INSTRUÇÕES DE TRABALHO:
[1] Duplique o trecho do acórdão sobre os recursos que vai desde "Em suma, hão-de" até "4.a arguida C.", inclusive.
[2] Prossiga a redação do acórdão sobre os recursos a partir do ponto em que termina.

TEXTO APRESENTADO:

Finalmente, pede esta arguida o apoio judiciário na modalidade de dispensa total de pagamento de custas. Contudo, como não é residente legal de Macau, não pode gozar ela desse benefício, independentemente de demais indagação, por desnecessária, sobre a sua situação económica (cfr. o disposto no art.o 4.o, n.o 1, do Decreto-Lei n.o 41/94/M, do Primeiro de Agosto, a contrario sensu).
Em suma, hão-de improceder os três recursos em questão.
III – DECISÃO
Em sintonia com o exposto, acordam em:
– considerar tempestivos os recursos da 1.a arguida A, da 3.a arguida B e da 4.a arguida C;
– negar provimento a esses três recursos;
– e indeferir o pedido de apoio judiciário na modalidade de dispensa total de custas formulado pela 4.a arguida C.

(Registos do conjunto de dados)
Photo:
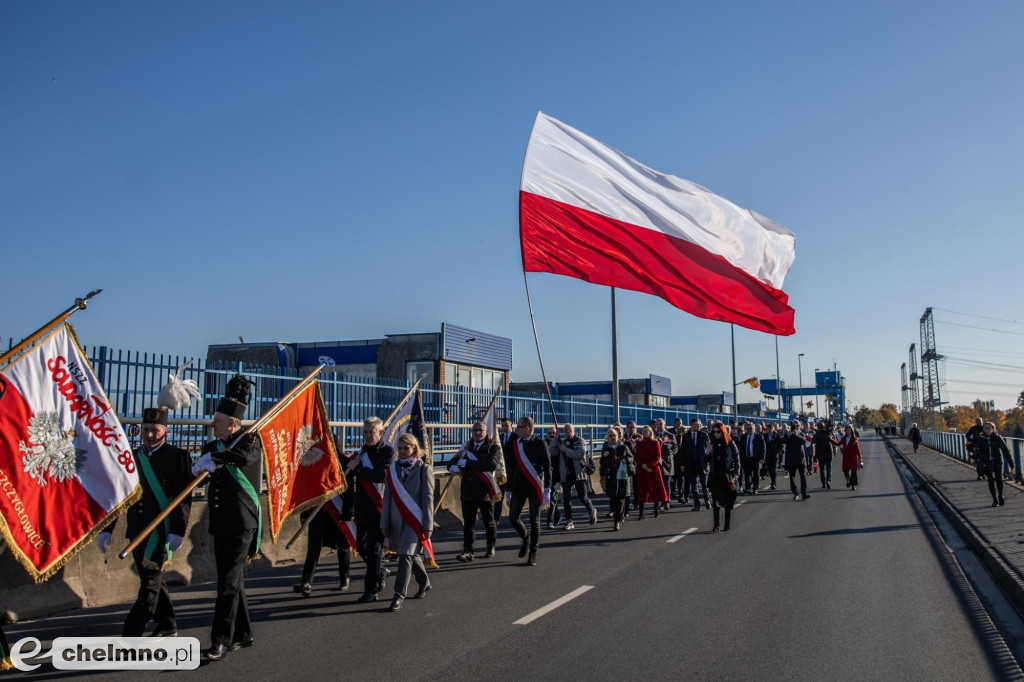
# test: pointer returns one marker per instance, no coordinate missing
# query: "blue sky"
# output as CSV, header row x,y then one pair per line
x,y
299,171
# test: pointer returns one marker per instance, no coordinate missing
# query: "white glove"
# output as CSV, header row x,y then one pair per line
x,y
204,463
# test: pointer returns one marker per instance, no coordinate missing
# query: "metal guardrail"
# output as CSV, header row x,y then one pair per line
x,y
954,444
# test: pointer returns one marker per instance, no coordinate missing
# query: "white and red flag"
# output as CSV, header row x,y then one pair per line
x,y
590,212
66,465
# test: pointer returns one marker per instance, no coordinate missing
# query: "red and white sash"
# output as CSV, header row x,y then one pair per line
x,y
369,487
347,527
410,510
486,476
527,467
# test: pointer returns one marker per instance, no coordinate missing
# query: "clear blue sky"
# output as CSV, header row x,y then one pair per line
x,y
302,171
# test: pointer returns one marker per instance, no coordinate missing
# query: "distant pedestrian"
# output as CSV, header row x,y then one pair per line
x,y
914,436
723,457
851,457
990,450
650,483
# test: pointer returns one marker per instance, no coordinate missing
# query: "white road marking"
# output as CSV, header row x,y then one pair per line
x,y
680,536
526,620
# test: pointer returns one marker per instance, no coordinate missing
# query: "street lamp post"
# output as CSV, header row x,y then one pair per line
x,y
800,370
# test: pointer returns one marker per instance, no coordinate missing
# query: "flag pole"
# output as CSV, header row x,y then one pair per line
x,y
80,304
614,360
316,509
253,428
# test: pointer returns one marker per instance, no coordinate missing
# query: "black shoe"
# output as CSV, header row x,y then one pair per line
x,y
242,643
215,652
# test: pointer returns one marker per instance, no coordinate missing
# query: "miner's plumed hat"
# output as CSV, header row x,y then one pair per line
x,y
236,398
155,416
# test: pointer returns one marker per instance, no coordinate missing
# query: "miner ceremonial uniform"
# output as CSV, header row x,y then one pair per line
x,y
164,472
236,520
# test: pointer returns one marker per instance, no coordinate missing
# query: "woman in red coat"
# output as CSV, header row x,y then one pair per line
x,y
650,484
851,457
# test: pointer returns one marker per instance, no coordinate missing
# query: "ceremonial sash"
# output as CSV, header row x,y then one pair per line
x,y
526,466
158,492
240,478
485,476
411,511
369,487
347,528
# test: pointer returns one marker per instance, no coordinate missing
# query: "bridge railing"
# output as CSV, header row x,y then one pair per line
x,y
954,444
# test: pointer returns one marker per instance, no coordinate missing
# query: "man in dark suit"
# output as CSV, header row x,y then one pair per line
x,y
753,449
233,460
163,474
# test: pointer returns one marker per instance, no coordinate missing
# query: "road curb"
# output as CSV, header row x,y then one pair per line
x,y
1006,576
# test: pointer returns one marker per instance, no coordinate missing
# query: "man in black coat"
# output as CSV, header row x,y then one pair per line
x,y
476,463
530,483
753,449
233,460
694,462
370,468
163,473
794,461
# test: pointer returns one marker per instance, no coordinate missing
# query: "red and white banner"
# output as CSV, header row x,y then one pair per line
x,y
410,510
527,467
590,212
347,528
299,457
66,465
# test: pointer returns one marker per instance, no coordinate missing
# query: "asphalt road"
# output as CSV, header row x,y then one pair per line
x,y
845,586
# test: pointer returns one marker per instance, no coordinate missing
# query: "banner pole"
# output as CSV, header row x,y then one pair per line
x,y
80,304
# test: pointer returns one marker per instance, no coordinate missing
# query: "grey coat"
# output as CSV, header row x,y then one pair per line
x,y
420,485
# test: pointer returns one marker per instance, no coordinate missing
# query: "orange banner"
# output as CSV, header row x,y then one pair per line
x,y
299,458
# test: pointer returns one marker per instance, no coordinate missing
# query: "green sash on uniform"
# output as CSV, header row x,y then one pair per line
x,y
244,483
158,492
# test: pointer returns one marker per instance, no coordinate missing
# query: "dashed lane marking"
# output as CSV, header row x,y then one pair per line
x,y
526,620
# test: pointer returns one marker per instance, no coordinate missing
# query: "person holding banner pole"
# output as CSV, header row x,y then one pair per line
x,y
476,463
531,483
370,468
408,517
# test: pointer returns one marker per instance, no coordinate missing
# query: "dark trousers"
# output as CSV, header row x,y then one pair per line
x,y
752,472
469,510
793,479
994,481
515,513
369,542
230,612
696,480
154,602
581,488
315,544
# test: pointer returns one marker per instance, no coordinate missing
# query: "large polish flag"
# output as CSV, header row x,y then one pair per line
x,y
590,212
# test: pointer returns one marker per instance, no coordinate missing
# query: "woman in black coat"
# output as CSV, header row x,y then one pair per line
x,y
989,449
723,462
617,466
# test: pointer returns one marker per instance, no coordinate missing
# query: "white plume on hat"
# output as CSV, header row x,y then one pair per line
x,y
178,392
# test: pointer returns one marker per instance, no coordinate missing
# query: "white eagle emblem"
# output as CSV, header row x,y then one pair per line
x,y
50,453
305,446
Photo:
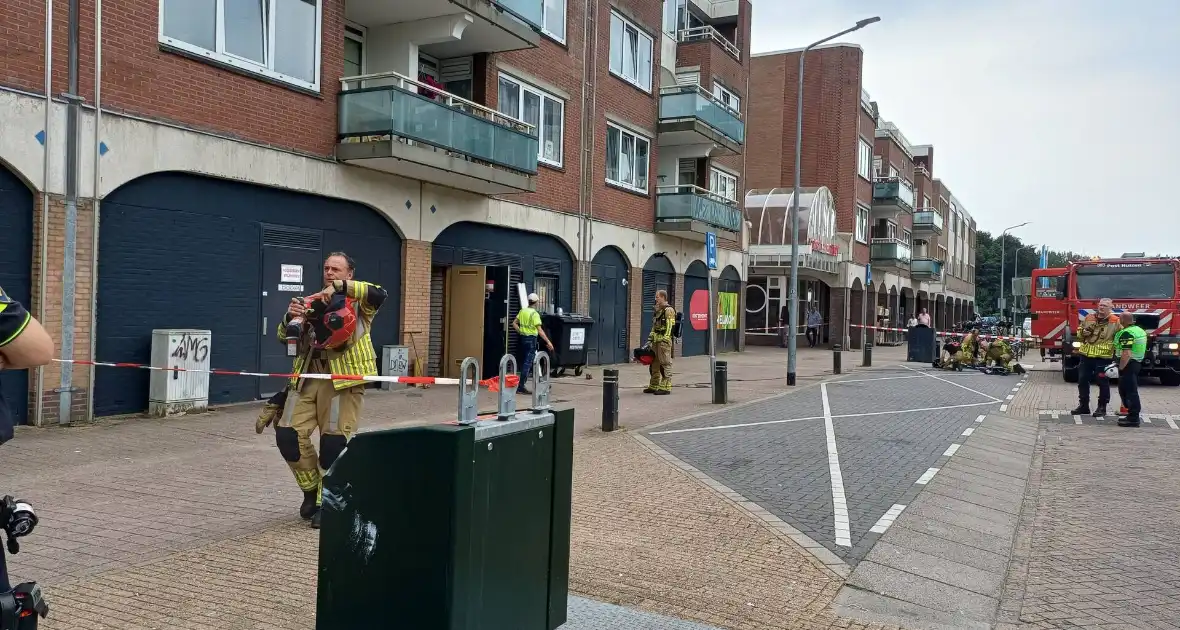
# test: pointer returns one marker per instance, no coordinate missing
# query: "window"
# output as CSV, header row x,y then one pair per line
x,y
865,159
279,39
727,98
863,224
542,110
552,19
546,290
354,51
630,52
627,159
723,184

RESULTADOS POR ORDEM:
[1]
Em suma, hão-de improceder os três recursos em questão.
III – DECISÃO
Em sintonia com o exposto, acordam em:
– considerar tempestivos os recursos da 1.a arguida A, da 3.a arguida B e da 4.a arguida C;
– negar provimento a esses três recursos;
– e indeferir o pedido de apoio judiciário na modalidade de dispensa total de custas formulado pela 4.a arguida C.

[2]
Custas dos recursos pelas respectivas recorrentes, com quatro UC de taxa de justiça individual para as 1.a e 4.a arguidas, e três UC de taxa de justiça individual para a 3.a arguida, devendo as 1.a e 3.a arguidas pagar, cada uma delas, mil patacas de honorários ao seu Ilustre Defensor, e a 4.a arguida pagar mil e seiscentas patacas de honorários ao seu Ilustre Defensor, honorários todos esses a serem adiantados pelo Gabinete do Presidente do Tribunal de Última Instância.
Macau, 28 de Outubro de 2010.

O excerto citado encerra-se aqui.